■ **What is being asked**
Copy out all the entries word for word.

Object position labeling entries
»»
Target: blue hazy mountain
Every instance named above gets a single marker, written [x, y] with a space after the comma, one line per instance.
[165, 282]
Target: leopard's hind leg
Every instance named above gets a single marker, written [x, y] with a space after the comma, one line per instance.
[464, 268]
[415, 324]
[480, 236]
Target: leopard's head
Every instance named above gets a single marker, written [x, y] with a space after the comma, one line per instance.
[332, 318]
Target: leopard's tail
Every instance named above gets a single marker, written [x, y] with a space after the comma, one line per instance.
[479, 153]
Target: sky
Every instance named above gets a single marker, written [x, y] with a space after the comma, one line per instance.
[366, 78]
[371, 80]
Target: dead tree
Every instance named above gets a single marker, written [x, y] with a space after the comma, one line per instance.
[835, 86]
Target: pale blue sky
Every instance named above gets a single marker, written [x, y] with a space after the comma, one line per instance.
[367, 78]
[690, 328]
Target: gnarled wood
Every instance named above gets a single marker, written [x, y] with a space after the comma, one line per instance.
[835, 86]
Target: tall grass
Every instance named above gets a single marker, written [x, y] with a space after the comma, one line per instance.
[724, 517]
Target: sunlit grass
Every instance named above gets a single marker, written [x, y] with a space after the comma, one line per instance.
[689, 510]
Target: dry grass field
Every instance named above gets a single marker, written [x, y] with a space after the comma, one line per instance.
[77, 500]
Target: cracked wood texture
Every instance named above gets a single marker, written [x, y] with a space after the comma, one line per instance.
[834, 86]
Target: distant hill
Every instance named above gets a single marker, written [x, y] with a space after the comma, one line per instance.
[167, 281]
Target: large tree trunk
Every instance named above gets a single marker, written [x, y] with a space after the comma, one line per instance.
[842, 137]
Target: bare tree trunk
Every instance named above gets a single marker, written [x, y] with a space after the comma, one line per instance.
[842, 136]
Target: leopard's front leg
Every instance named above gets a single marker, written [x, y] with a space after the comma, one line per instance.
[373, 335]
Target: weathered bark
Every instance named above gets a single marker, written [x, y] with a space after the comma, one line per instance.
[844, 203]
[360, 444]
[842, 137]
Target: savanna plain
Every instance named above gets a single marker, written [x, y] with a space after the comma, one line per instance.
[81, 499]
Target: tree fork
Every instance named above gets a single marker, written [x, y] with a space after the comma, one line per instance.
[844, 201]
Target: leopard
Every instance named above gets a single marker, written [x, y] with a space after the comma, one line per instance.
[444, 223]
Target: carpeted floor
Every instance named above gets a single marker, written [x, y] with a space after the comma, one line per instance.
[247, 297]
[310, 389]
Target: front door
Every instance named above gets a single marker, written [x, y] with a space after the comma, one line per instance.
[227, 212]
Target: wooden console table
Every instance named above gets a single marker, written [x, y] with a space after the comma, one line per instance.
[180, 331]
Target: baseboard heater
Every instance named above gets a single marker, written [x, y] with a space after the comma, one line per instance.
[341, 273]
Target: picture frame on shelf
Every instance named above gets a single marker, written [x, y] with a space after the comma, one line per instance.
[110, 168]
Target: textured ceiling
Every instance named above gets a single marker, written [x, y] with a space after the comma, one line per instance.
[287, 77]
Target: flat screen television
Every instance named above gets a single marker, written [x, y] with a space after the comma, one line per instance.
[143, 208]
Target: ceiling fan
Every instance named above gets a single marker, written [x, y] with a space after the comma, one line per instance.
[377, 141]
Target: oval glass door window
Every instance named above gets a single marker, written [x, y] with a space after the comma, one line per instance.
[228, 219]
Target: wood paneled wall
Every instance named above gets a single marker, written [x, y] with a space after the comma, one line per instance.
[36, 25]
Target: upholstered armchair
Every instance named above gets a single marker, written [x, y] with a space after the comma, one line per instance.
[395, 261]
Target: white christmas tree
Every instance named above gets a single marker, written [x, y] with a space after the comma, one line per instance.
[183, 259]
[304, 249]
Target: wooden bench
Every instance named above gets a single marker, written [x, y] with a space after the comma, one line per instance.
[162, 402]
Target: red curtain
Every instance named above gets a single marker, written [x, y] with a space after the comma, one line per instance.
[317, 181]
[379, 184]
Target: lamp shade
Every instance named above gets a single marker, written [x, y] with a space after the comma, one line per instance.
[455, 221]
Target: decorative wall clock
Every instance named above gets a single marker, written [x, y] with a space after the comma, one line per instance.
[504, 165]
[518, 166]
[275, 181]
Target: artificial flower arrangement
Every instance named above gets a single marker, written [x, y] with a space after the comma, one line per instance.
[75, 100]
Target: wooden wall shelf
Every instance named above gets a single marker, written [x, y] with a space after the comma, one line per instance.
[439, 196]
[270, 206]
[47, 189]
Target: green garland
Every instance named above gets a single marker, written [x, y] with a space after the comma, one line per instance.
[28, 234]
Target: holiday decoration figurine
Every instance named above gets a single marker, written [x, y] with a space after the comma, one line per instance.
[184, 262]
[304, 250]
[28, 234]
««
■ **Reply**
Target: blue hazy mountain
Every instance named above gets a single marker, written [x, y] with a space after the comma, one line per instance.
[165, 282]
Target: leopard's hind leg
Every instance named above gets a single marker, written [x, y] with a space after the comma, one line per instance.
[464, 268]
[415, 324]
[480, 236]
Target: leopard's head
Every instance named above gets a single marker, written [x, y] with a space after the comma, one line per instance.
[332, 318]
Target: leopard's tail
Every instance named above gets a single marker, written [x, y] with a space after the comma, one line per instance.
[479, 153]
Target: sky
Every instance named above gets a single marker, written [x, y] with a space after the comma, one line per instance.
[366, 78]
[371, 80]
Target: dead tree
Every instance named above gets a single marker, written [x, y] with a space after the comma, one line per instance.
[835, 86]
Target: pale blue sky
Every instance named above gets a single marker, written [x, y] with a space after the comma, one line per instance.
[367, 78]
[690, 328]
Target: gnarled wood
Every instance named above gets a single marker, written [x, y] with a space after the comma, one line per instance.
[835, 86]
Target: tall grass
Every instance named above gets a single marker, written [x, y] with a space after the comma, one line per instance.
[724, 517]
Target: sunlit grass
Every instance named above gets a single marker, written [x, y] with a space after the comma, one line per instance.
[689, 510]
Target: dry grass field
Every instance named above gets a single marker, written [x, y] with a space after the comma, one line per instance.
[77, 500]
Target: cracked wood texture
Every instance named above gets a single marker, written [x, y] with a space after the comma, one line per instance.
[834, 86]
Target: distant hill
Every instance named above gets a single marker, written [x, y] with a space after the comma, one line per instance.
[167, 281]
Target: large tree trunk
Every instance named above gets a single marker, written [x, y] with a space after the comma, one line per instance.
[842, 137]
Target: bare tree trunk
Every instance named above gets a single marker, written [x, y] with a space after the comma, one line per instance.
[842, 136]
Target: leopard's front leg
Every instance named above gets a single marker, written [x, y] with a space after the comma, one line per instance.
[373, 335]
Target: weathered bark
Every instance named above gets a single marker, written [x, y] with a space after the comma, one line per instance.
[844, 203]
[360, 444]
[842, 137]
Target: savanna plain
Every instance named above gets a single marker, written [x, y] with a space after the comma, one line per instance.
[81, 499]
Target: tree fork
Every instance named above gets a single marker, written [x, y] with a space after the comma, one line per instance.
[844, 201]
Target: leopard
Every instance named above gets a single marker, written [x, y] with a space after the comma, one line per instance.
[444, 223]
Target: carpeted floor
Every instance named above gets a single marker, written [x, y] with a space after the comma, one line per instance.
[247, 297]
[310, 389]
Target: front door
Every instance named above gets a single marker, written [x, y] with a space after the comma, one line per instance.
[227, 212]
Target: wooden console table
Every instance named above gets a single marker, written [x, y] with a space after the comma, one line per instance.
[180, 331]
Target: baseboard heater
Every instance named above gets a single marker, written [x, y] with a space after the comma, one line per instance.
[341, 273]
Target: picture frame on shelf
Every instance named above gets a single marker, written [x, y] with a space after the comma, one line per instance.
[110, 168]
Target: textured ceiling
Every instance named above gets a single marker, written [x, y] with a space after the comma, one line per instance.
[287, 77]
Target: flat screen television
Every instance named above gets a single marker, written [x, y] with a space after the comma, one line per instance.
[143, 208]
Target: ceiling fan
Every instance named above gets a single marker, written [x, y] with a space after the comma, one line per instance.
[377, 141]
Target: oval glass door window
Every instance named above gets a single marker, written [x, y] with a space after the comma, one line per instance.
[228, 219]
Target: wood paneled wall
Every instance named above gets a single marker, written [x, y] with a space after the comma, one line per instance.
[36, 25]
Target: upholstered armchair
Every instance named above gets a single marker, written [x, y] with a space after the comma, one line per instance.
[395, 261]
Target: white christmas tree
Every instance named above gets a single marker, written [x, y] with a space after the comma, one line per instance.
[183, 259]
[304, 249]
Target: wooden bench
Every instance named above gets a single marker, written [x, y] with a space after the comma, one line per instance.
[162, 402]
Target: red curtain
Every instance named above gets a single marker, written [x, y] with a space after the comma, one line per instance.
[317, 181]
[379, 184]
Target: lamp shade
Every instance named above gets a single marker, written [x, y] with a space after the comma, one line per instance.
[455, 221]
Target: decorative wall clock
Every instance named above gets a single marker, written [x, y] with a space after the comma, one line per instance.
[504, 165]
[518, 166]
[275, 181]
Target: artificial flower arrangement
Every instance named above gets a single marker, written [x, y] with a space after the comma, one line per instance.
[75, 100]
Target: wooden wall shelf
Every instance named above gets a single marker, written [x, y] with a space after the comma, one line per instance.
[439, 196]
[270, 206]
[47, 189]
Target: green garland
Every instance named above gets a single marker, written [x, y] with a space after the comma, one line per instance.
[28, 234]
Target: holiday decoration figurine
Every instance named above gets a single marker, written [x, y] with a space after the comma, one line per instance.
[184, 262]
[304, 250]
[28, 234]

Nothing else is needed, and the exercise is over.